_PASSAGE TO READ_

►

# Truth in advertising - Harbor Freight style (humor)



## lumberjoe (Mar 30, 2012)

Some of you may find this entertaining. I know I did. You can find a few more here


----------



## Dusty56 (Apr 20, 2008)

Got to love them !! LOL


----------



## Sodabowski (Aug 23, 2010)

> ROFL < !


----------



## Sodabowski (Aug 23, 2010)

Okay I want both the cordless hammer and the manual chainsaw. The moron lamp rox too, as does the laser-guided paint brush x)


----------



## DrDirt (Feb 26, 2008)

Gotta get some of the muppet work gloves, with 3 fingers, for working at the tablesaw with gloves on!


----------



## JollyGreen67 (Nov 1, 2010)

Got a left handed monkey wrench from them guys last year - works great! ;o]


----------



## Dennisgrosen (Nov 14, 2009)

can´t go wrong with a laserguided paintbrush … lol
the cordless hammer is also a most in the toolbox 

thanks for the smiles 
Dennis


----------



## BillWhite (Jul 23, 2007)

You win today's prize (I need to clean out my DC. Where do I ship the contents?). 
Bill


----------



## lumberjoe (Mar 30, 2012)

Thanks Bill!

TIP - if you pack sawdust REALLY hard in a cardboard box (I mean really press it in there, get it a little damp too) and then burn the box, it's like a duraflame log. I do that all the time in the outdoor fireplace


----------



## DIYaholic (Jan 28, 2011)

Great stuff!

◄

_TASK_
Copy out the entire Harbor Freight humor thread word for word. The data after this thread isn't needed for anything here.

_INFORMATION PROVIDED_
►

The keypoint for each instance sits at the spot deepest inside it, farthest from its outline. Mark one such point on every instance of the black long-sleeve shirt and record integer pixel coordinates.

◄

_THE REPLY_
# Truth in advertising - Harbor Freight style (humor)



## lumberjoe (Mar 30, 2012)

Some of you may find this entertaining. I know I did. You can find a few more here


----------



## Dusty56 (Apr 20, 2008)

Got to love them !! LOL


----------



## Sodabowski (Aug 23, 2010)

> ROFL < !


----------



## Sodabowski (Aug 23, 2010)

Okay I want both the cordless hammer and the manual chainsaw. The moron lamp rox too, as does the laser-guided paint brush x)


----------



## DrDirt (Feb 26, 2008)

Gotta get some of the muppet work gloves, with 3 fingers, for working at the tablesaw with gloves on!


----------



## JollyGreen67 (Nov 1, 2010)

Got a left handed monkey wrench from them guys last year - works great! ;o]


----------



## Dennisgrosen (Nov 14, 2009)

can´t go wrong with a laserguided paintbrush … lol
the cordless hammer is also a most in the toolbox 

thanks for the smiles 
Dennis


----------



## BillWhite (Jul 23, 2007)

You win today's prize (I need to clean out my DC. Where do I ship the contents?). 
Bill


----------



## lumberjoe (Mar 30, 2012)

Thanks Bill!

TIP - if you pack sawdust REALLY hard in a cardboard box (I mean really press it in there, get it a little damp too) and then burn the box, it's like a duraflame log. I do that all the time in the outdoor fireplace


----------



## DIYaholic (Jan 28, 2011)

Great stuff!